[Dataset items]

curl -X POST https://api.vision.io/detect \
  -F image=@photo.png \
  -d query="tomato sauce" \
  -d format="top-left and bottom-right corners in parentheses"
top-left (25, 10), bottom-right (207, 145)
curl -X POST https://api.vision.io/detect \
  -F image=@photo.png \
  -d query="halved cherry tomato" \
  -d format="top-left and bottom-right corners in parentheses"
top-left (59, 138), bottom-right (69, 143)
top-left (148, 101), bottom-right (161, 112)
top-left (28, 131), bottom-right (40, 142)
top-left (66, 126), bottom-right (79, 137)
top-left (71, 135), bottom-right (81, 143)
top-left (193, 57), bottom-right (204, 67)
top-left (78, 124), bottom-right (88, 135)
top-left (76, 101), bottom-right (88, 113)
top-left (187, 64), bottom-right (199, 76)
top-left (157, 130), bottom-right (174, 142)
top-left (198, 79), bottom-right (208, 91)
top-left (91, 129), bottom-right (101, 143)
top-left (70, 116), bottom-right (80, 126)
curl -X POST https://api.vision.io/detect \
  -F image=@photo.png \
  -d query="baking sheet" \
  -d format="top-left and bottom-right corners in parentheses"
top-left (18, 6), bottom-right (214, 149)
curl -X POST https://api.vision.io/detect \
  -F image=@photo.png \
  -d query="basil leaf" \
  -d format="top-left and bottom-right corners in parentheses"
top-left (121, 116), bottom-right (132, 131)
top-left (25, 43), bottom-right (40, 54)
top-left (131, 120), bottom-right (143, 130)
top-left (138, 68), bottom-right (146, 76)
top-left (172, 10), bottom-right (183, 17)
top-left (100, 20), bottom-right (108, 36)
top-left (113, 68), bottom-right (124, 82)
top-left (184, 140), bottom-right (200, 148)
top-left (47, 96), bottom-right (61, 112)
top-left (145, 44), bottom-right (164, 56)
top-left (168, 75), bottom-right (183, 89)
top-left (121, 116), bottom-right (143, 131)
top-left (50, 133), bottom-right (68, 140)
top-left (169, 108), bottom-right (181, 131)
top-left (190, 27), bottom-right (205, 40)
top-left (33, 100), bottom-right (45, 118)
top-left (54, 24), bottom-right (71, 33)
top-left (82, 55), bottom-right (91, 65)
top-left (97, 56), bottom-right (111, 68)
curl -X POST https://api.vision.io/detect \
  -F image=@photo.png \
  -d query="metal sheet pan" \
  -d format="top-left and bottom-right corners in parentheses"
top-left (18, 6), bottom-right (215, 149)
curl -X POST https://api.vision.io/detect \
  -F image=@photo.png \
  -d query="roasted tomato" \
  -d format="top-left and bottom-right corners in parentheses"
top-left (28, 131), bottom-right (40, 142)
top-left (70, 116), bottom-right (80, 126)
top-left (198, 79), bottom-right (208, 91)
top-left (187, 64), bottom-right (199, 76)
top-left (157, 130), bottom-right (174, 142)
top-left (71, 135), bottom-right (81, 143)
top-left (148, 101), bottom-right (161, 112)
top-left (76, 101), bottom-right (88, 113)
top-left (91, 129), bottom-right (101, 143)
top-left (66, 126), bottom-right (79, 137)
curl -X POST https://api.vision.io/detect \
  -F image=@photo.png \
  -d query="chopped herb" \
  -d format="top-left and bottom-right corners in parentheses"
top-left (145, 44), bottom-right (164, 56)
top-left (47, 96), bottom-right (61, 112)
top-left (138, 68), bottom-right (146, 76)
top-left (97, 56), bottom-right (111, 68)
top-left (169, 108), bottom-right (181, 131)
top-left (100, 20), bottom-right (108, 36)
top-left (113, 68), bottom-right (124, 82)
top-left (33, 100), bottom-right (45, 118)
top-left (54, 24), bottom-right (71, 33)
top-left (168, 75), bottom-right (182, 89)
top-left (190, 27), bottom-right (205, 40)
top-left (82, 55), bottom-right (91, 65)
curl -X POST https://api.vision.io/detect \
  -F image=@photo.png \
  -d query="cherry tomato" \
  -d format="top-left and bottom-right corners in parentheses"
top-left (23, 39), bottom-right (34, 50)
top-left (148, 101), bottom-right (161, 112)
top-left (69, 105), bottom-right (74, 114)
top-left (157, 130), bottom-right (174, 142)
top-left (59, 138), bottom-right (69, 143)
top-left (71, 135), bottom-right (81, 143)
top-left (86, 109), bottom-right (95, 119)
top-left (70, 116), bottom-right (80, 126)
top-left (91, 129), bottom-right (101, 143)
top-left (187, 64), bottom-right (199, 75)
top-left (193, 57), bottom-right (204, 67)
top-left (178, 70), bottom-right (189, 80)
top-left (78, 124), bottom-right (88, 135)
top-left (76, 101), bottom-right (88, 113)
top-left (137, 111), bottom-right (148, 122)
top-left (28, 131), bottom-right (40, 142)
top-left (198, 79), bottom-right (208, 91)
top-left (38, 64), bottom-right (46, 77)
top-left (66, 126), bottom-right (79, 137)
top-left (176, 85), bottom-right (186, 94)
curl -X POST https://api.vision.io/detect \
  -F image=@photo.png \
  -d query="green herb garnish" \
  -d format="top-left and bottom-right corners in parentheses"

What is being asked:
Report each line in the entries above that contains the string "cherry". The match is case-sensitive.

The answer:
  -d query="halved cherry tomato" \
  -d query="cherry tomato" \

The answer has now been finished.